#### CONSIGNE:
Citez telles quelles les données, depuis la ligne qui contient « task: draw the outline of each instance of the **tile » jusqu'à la fin, cette ligne comprise, en laissant les images de côté.

———

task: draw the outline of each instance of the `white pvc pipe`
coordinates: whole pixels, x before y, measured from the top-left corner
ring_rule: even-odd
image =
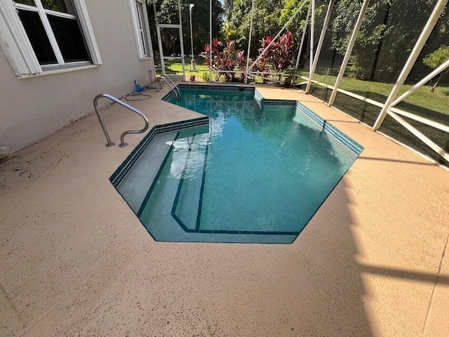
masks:
[[[301,37],[301,42],[300,43],[300,50],[297,52],[297,58],[296,58],[296,65],[295,67],[297,69],[300,65],[300,58],[301,57],[301,52],[302,51],[302,46],[304,46],[304,39],[306,36],[306,31],[307,30],[307,24],[309,23],[309,17],[310,16],[310,6],[309,6],[309,10],[307,11],[307,16],[306,16],[306,22],[304,24],[304,29],[302,29],[302,36]]]
[[[318,41],[318,46],[316,46],[316,53],[315,53],[315,56],[314,57],[314,62],[312,63],[311,67],[310,68],[309,72],[309,81],[307,82],[307,85],[306,86],[306,90],[304,91],[305,93],[309,93],[309,91],[310,91],[310,87],[311,86],[311,79],[314,77],[315,69],[316,69],[316,65],[318,65],[318,59],[320,57],[321,47],[323,47],[324,37],[326,37],[326,32],[328,29],[329,20],[330,20],[330,14],[332,13],[332,8],[333,7],[333,6],[334,0],[330,0],[329,1],[329,6],[328,6],[328,11],[326,13],[324,22],[323,22],[323,28],[321,29],[321,34],[320,34],[320,39]],[[311,48],[313,48],[313,46],[311,46]]]
[[[315,0],[311,0],[312,2],[314,4],[315,3]],[[276,37],[274,37],[274,39],[273,39],[272,40],[272,41],[268,44],[268,46],[267,46],[267,47],[265,47],[265,48],[262,51],[262,53],[260,53],[260,54],[259,55],[259,56],[257,56],[257,58],[255,59],[255,61],[254,61],[253,62],[253,64],[251,65],[251,66],[250,67],[250,68],[248,70],[248,71],[249,72],[251,69],[253,69],[253,67],[254,67],[254,65],[256,64],[256,62],[259,60],[259,59],[260,58],[262,58],[262,55],[264,55],[265,53],[265,52],[268,50],[268,48],[272,46],[272,44],[273,44],[273,43],[274,43],[274,41],[276,41],[276,39],[279,37],[279,36],[282,34],[282,32],[283,32],[283,30],[287,27],[287,26],[288,25],[290,25],[290,22],[292,22],[292,20],[295,18],[295,17],[296,16],[296,15],[300,13],[300,11],[301,11],[301,9],[302,9],[302,7],[304,7],[304,6],[305,5],[305,2],[303,2],[301,6],[300,6],[300,7],[296,10],[296,12],[295,12],[295,14],[293,14],[293,15],[288,20],[288,21],[287,21],[287,22],[283,25],[283,27],[281,29],[281,30],[278,32],[278,34],[276,35]],[[313,18],[313,17],[312,17]]]
[[[250,22],[250,38],[248,40],[248,54],[246,55],[246,74],[245,83],[248,83],[248,67],[250,64],[250,48],[251,48],[251,35],[253,34],[253,18],[254,18],[254,0],[251,1],[251,20]]]
[[[407,60],[404,67],[402,69],[402,71],[401,72],[401,74],[399,74],[399,77],[398,77],[394,86],[393,86],[391,92],[389,95],[388,98],[387,98],[383,109],[380,112],[380,114],[379,114],[379,116],[377,117],[377,119],[376,119],[376,121],[373,126],[373,131],[379,130],[380,126],[385,119],[385,117],[387,117],[387,112],[391,106],[391,103],[394,100],[398,93],[399,93],[401,87],[406,81],[406,79],[407,79],[407,77],[408,77],[412,67],[418,58],[420,53],[421,53],[421,51],[424,48],[424,46],[429,39],[430,34],[435,27],[435,25],[436,25],[438,19],[439,19],[440,15],[443,13],[443,11],[444,11],[444,8],[448,4],[448,0],[438,0],[438,3],[435,6],[432,13],[430,15],[430,17],[429,18],[425,27],[421,32],[421,35],[420,35],[420,37],[418,38],[418,41],[416,41],[415,47],[413,47],[413,50],[410,54],[410,56],[408,57],[408,59]]]
[[[398,98],[397,98],[396,100],[394,100],[391,103],[391,107],[394,107],[396,104],[398,104],[400,102],[402,102],[403,100],[404,100],[404,99],[407,96],[408,96],[410,94],[413,93],[417,88],[419,88],[420,87],[424,86],[426,83],[427,83],[429,81],[432,79],[434,77],[435,77],[439,73],[442,72],[448,67],[449,67],[449,60],[448,60],[446,62],[445,62],[444,63],[441,65],[438,68],[436,68],[432,72],[429,74],[424,79],[422,79],[418,83],[415,84],[413,87],[411,87],[410,89],[408,89],[408,91],[406,91],[404,93],[403,93]]]
[[[180,14],[180,44],[181,45],[181,62],[182,64],[182,81],[185,81],[185,62],[184,60],[184,35],[182,35],[182,18],[181,16],[181,1],[177,0],[177,8]]]
[[[335,80],[334,90],[332,91],[330,98],[329,98],[329,103],[328,103],[328,105],[329,106],[333,105],[334,104],[334,102],[335,101],[335,97],[337,96],[337,89],[340,86],[342,79],[343,79],[343,76],[344,75],[346,67],[348,65],[348,62],[349,62],[351,53],[352,53],[352,49],[354,48],[354,44],[356,44],[357,35],[358,34],[358,32],[360,31],[360,27],[362,25],[362,22],[363,21],[363,18],[365,18],[365,13],[366,13],[366,9],[368,8],[370,0],[365,0],[363,1],[363,4],[362,5],[362,8],[360,10],[360,13],[358,13],[357,22],[356,22],[356,25],[354,27],[354,31],[352,32],[352,35],[351,36],[351,39],[349,40],[348,48],[346,49],[343,62],[342,62],[342,65],[340,67],[340,72],[338,72],[338,76],[337,77],[337,79]]]
[[[315,0],[311,0],[311,19],[310,21],[310,56],[309,58],[309,77],[314,63],[314,44],[315,43]],[[309,82],[307,81],[307,84]]]
[[[212,82],[212,0],[209,0],[209,43],[210,44],[210,48],[209,51],[210,78],[209,79],[209,82]]]

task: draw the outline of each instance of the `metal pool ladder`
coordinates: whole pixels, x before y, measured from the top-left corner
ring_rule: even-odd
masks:
[[[176,95],[176,100],[179,102],[181,99],[181,92],[180,91],[180,88],[175,85],[171,79],[167,75],[161,75],[161,79],[163,79],[168,85],[170,88],[175,91],[175,94]]]
[[[109,98],[109,100],[115,102],[116,103],[119,103],[120,105],[123,105],[126,108],[129,109],[132,112],[135,112],[136,114],[140,115],[142,118],[143,118],[144,121],[145,121],[145,126],[142,130],[130,130],[128,131],[125,131],[121,134],[121,136],[120,136],[120,144],[119,144],[119,146],[120,147],[124,147],[125,146],[128,145],[128,143],[125,143],[125,136],[126,135],[129,133],[142,133],[143,132],[145,132],[147,130],[148,130],[149,124],[148,122],[148,119],[147,118],[147,116],[145,116],[145,114],[143,112],[136,109],[135,107],[130,106],[129,104],[126,104],[124,102],[122,102],[119,98],[116,98],[111,95],[108,95],[107,93],[100,93],[93,99],[93,107],[95,107],[95,112],[97,112],[98,120],[100,121],[101,127],[103,129],[105,136],[106,136],[106,140],[107,140],[107,144],[106,144],[106,146],[107,147],[114,146],[115,145],[115,143],[112,143],[111,141],[111,138],[109,137],[109,134],[107,132],[107,128],[106,128],[106,124],[105,124],[103,118],[101,115],[101,113],[100,112],[100,109],[98,108],[98,100],[100,100],[100,98],[101,98],[102,97]]]

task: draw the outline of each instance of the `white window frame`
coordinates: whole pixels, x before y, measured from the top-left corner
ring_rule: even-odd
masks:
[[[17,4],[13,0],[0,1],[0,47],[3,49],[18,77],[39,74],[46,70],[57,68],[82,67],[87,65],[102,63],[98,46],[93,34],[87,7],[84,0],[72,0],[76,16],[60,12],[44,9],[41,1],[35,1],[36,7]],[[17,9],[25,9],[38,12],[50,41],[58,63],[41,65],[39,64],[25,28],[19,18]],[[77,18],[81,27],[88,53],[92,62],[73,62],[66,63],[50,27],[46,13],[69,18]]]
[[[139,58],[145,60],[152,58],[154,56],[153,47],[146,10],[146,1],[145,0],[130,0],[129,4]]]

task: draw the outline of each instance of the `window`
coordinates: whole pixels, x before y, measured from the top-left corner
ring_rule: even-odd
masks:
[[[83,0],[1,1],[0,34],[18,75],[101,64]]]
[[[139,58],[152,58],[153,49],[149,34],[147,6],[144,0],[130,0],[131,15],[138,43]]]

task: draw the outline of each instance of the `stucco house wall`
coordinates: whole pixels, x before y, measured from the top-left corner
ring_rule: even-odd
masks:
[[[139,60],[129,1],[86,4],[102,65],[18,79],[0,48],[0,146],[17,151],[93,112],[98,93],[119,97],[133,90],[134,80],[149,81],[153,63]]]

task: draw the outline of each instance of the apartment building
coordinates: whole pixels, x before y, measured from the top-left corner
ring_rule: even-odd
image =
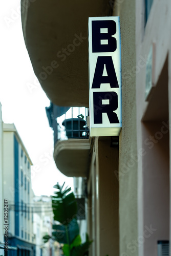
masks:
[[[53,214],[51,198],[47,196],[35,196],[34,198],[34,232],[36,234],[36,256],[54,256],[55,247],[51,240],[45,243],[43,237],[52,236]]]
[[[0,223],[4,224],[4,197],[3,179],[3,120],[2,116],[2,105],[0,102]],[[4,232],[3,228],[0,229],[0,255],[4,255]]]
[[[9,255],[35,255],[31,181],[32,162],[13,124],[3,127],[3,195],[8,204]]]
[[[170,8],[169,0],[35,1],[22,14],[26,47],[49,98],[86,108],[88,18],[120,17],[119,135],[72,134],[54,145],[58,168],[84,177],[92,256],[169,255]]]

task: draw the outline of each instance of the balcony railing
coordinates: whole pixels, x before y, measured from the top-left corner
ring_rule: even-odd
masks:
[[[87,139],[89,127],[87,123],[88,109],[86,108],[71,107],[57,118],[57,139]]]

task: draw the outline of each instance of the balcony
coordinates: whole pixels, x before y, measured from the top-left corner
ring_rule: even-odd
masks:
[[[57,167],[68,177],[87,177],[90,150],[88,109],[61,109],[51,103],[47,112],[54,132],[54,159]]]

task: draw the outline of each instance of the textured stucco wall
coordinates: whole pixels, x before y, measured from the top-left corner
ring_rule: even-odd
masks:
[[[120,255],[137,256],[138,248],[132,244],[133,240],[137,241],[135,1],[116,1],[114,15],[120,16],[121,36],[122,129],[119,138]]]

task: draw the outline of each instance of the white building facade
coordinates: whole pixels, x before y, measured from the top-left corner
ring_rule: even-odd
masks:
[[[3,190],[3,121],[2,117],[2,105],[0,102],[0,223],[4,224],[4,197]],[[4,255],[4,234],[3,228],[0,229],[0,255]]]
[[[8,204],[9,255],[35,255],[29,156],[13,124],[3,123],[4,197]]]

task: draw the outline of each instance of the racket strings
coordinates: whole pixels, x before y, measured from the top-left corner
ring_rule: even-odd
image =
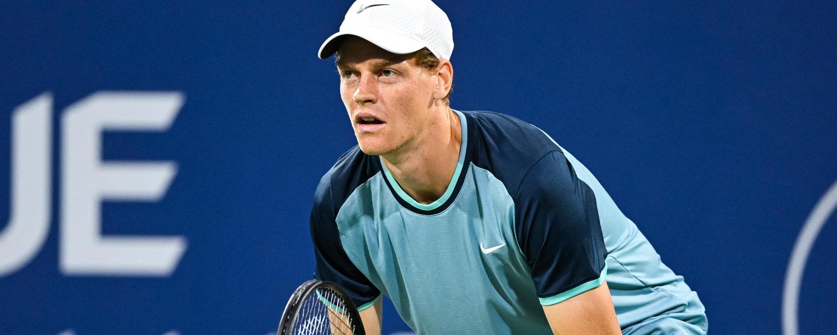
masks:
[[[320,287],[307,297],[299,309],[299,316],[291,332],[297,335],[351,335],[353,320],[346,312],[343,299],[331,289]]]

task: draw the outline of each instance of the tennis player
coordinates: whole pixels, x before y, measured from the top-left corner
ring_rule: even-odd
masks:
[[[369,334],[382,294],[419,334],[706,333],[697,294],[575,157],[449,106],[453,48],[429,0],[359,0],[321,47],[357,145],[316,189],[315,277]]]

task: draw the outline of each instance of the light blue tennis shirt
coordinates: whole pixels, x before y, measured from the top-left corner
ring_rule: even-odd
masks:
[[[608,282],[625,333],[702,333],[697,294],[584,165],[537,127],[456,111],[454,176],[429,205],[355,146],[311,211],[315,277],[359,309],[386,294],[419,334],[551,334],[542,306]]]

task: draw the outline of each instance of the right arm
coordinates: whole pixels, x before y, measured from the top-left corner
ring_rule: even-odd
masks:
[[[355,266],[343,249],[335,221],[341,204],[334,203],[329,186],[326,176],[317,187],[311,209],[311,231],[316,261],[314,277],[342,287],[358,309],[365,307],[360,314],[367,333],[380,335],[381,292]]]
[[[383,308],[381,306],[381,298],[378,297],[375,303],[368,308],[360,312],[361,321],[363,322],[363,329],[367,335],[381,335],[381,321],[383,319]]]

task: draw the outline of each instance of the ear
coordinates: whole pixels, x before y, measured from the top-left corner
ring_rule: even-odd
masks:
[[[454,66],[449,60],[439,59],[436,68],[436,88],[433,91],[433,99],[441,100],[448,96],[454,84]]]

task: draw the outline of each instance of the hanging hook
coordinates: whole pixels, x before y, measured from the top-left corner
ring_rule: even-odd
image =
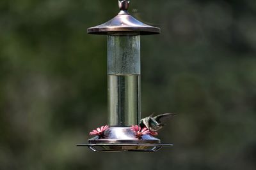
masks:
[[[127,11],[129,8],[129,3],[130,3],[129,0],[119,0],[118,6],[120,10],[122,11]]]

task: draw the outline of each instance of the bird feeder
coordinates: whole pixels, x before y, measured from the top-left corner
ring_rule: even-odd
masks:
[[[106,35],[108,39],[108,129],[103,132],[107,127],[102,126],[95,131],[102,134],[87,144],[77,145],[94,152],[154,152],[172,146],[161,143],[149,133],[136,134],[131,129],[141,119],[140,36],[159,34],[160,29],[132,17],[127,11],[129,4],[129,1],[119,0],[117,16],[88,29],[88,34]]]

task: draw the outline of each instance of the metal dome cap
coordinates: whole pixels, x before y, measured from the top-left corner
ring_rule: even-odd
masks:
[[[88,28],[87,32],[93,34],[127,34],[150,35],[160,33],[160,28],[150,26],[136,20],[127,11],[129,1],[118,1],[120,10],[118,15],[107,22]]]

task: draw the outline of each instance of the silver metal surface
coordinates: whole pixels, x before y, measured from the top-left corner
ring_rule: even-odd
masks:
[[[94,34],[148,35],[160,33],[159,27],[152,27],[136,20],[127,12],[129,1],[118,1],[120,12],[107,22],[88,28],[87,32]]]
[[[88,146],[95,152],[156,152],[163,146],[173,146],[172,144],[166,143],[103,143],[103,144],[77,144],[77,146]]]
[[[154,152],[163,146],[172,146],[172,144],[161,144],[159,139],[149,134],[141,138],[136,136],[130,127],[110,127],[107,136],[104,138],[95,136],[88,140],[88,144],[77,146],[87,146],[94,152],[145,151]]]

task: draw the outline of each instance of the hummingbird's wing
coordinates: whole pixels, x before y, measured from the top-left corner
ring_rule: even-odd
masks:
[[[161,115],[159,115],[155,117],[154,117],[156,120],[159,124],[163,124],[166,122],[167,120],[170,118],[171,117],[176,115],[175,113],[166,113]]]

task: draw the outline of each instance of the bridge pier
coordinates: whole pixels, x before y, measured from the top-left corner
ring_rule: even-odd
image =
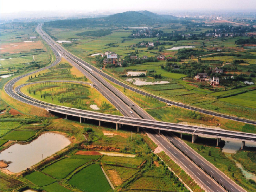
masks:
[[[241,145],[241,149],[244,149],[244,147],[245,146],[245,141],[242,141],[242,143]]]

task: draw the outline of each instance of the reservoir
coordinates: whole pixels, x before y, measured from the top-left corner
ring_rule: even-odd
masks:
[[[71,142],[64,135],[48,132],[41,135],[30,143],[15,144],[0,153],[0,160],[12,163],[6,168],[18,173],[30,167],[69,145]]]

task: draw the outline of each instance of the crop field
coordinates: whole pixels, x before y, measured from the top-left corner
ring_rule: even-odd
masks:
[[[11,131],[10,129],[0,129],[0,137],[2,137]]]
[[[86,167],[72,177],[70,184],[89,192],[112,191],[109,183],[98,164]]]
[[[248,107],[256,108],[256,90],[226,98],[219,99],[219,100],[222,101],[233,104],[238,104]]]
[[[2,139],[6,140],[26,141],[34,136],[35,131],[13,131],[4,136]]]
[[[42,187],[56,181],[56,180],[40,172],[34,171],[25,176],[25,178],[37,185]]]
[[[99,109],[97,111],[115,111],[109,101],[95,89],[91,89],[89,85],[42,83],[24,86],[21,90],[35,99],[54,104],[90,110],[94,110],[90,107],[91,105],[96,105]]]
[[[43,189],[47,192],[71,192],[72,191],[67,189],[55,182],[48,185],[44,186]]]
[[[0,191],[12,191],[23,184],[22,182],[0,171]]]
[[[20,126],[20,124],[19,122],[3,121],[1,122],[1,128],[0,130],[2,129],[15,129]]]
[[[42,172],[56,179],[63,179],[90,160],[85,159],[64,159],[47,167]]]

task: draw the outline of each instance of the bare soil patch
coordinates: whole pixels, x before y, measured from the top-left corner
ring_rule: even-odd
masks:
[[[102,154],[97,151],[78,151],[75,153],[76,155],[102,155]]]
[[[114,169],[108,170],[107,171],[107,173],[109,175],[109,179],[114,184],[114,185],[118,186],[123,183],[121,178],[118,174],[118,173],[116,170]]]
[[[19,112],[18,111],[14,109],[11,109],[9,111],[9,113],[12,115],[16,115],[18,114],[22,114],[21,113]]]

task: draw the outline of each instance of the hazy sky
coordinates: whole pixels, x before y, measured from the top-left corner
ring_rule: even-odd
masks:
[[[256,9],[256,0],[0,0],[0,14],[22,11]]]

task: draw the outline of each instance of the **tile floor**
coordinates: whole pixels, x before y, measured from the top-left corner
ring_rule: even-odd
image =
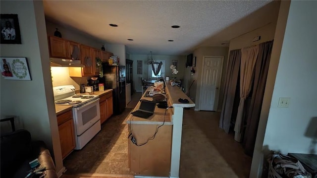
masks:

———

#### RÉPONSE RÉDIGÉE:
task: draw the outline of each instance of the **tile floor**
coordinates: whole pixels, x before y, measured from the top-left corner
ring_rule: even-odd
image =
masks:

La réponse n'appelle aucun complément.